Required task » Format the listing from the line containing "Instruction: you will receive an image. Identify every stone" through the line containing "[33,208,652,783]" as a JSON list of strings, one string per line with blank lines skipped. Leave out any pictures.

Given records »
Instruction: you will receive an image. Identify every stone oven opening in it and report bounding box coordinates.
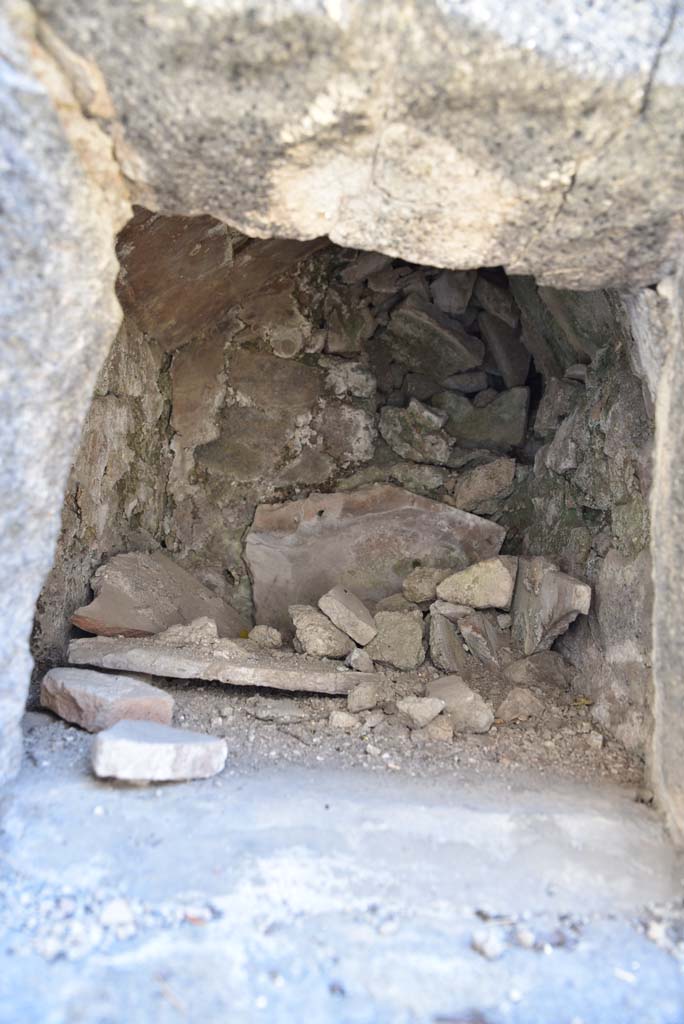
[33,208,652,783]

--

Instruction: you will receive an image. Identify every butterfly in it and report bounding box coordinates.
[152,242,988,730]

==

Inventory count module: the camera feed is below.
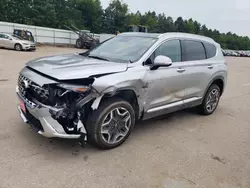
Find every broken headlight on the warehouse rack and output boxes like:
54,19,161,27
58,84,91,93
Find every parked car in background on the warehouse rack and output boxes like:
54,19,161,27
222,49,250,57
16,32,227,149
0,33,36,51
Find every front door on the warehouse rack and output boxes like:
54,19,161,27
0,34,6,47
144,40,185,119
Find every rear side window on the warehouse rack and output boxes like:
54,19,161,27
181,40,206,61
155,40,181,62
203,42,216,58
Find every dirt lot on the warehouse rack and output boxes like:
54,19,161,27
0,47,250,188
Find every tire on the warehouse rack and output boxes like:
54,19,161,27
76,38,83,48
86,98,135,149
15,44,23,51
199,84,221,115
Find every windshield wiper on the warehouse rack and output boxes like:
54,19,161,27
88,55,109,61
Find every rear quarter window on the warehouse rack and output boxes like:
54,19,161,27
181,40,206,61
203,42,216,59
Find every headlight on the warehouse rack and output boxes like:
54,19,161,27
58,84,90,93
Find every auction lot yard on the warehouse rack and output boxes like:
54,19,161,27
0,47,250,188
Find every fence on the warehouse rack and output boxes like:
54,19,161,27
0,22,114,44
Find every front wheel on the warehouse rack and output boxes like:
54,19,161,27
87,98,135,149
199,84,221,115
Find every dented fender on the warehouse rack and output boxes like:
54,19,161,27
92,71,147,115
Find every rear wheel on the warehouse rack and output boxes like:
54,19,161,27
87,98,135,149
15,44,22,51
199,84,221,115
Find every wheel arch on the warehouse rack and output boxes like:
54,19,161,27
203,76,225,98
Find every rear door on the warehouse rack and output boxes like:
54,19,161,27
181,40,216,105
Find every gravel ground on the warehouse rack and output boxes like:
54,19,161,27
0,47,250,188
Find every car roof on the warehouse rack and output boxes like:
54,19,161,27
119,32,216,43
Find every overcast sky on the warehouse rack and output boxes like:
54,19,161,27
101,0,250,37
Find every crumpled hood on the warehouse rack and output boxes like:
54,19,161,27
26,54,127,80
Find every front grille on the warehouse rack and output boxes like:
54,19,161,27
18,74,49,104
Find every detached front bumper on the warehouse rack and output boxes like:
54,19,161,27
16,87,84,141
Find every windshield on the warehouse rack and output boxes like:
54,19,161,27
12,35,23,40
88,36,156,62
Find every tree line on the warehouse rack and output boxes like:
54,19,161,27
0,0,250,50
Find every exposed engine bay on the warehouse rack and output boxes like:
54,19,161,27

Solution »
[
  "Instruction: you will receive an image. Identify every stone oven opening in it and report bounding box coordinates.",
  "[33,208,652,783]"
]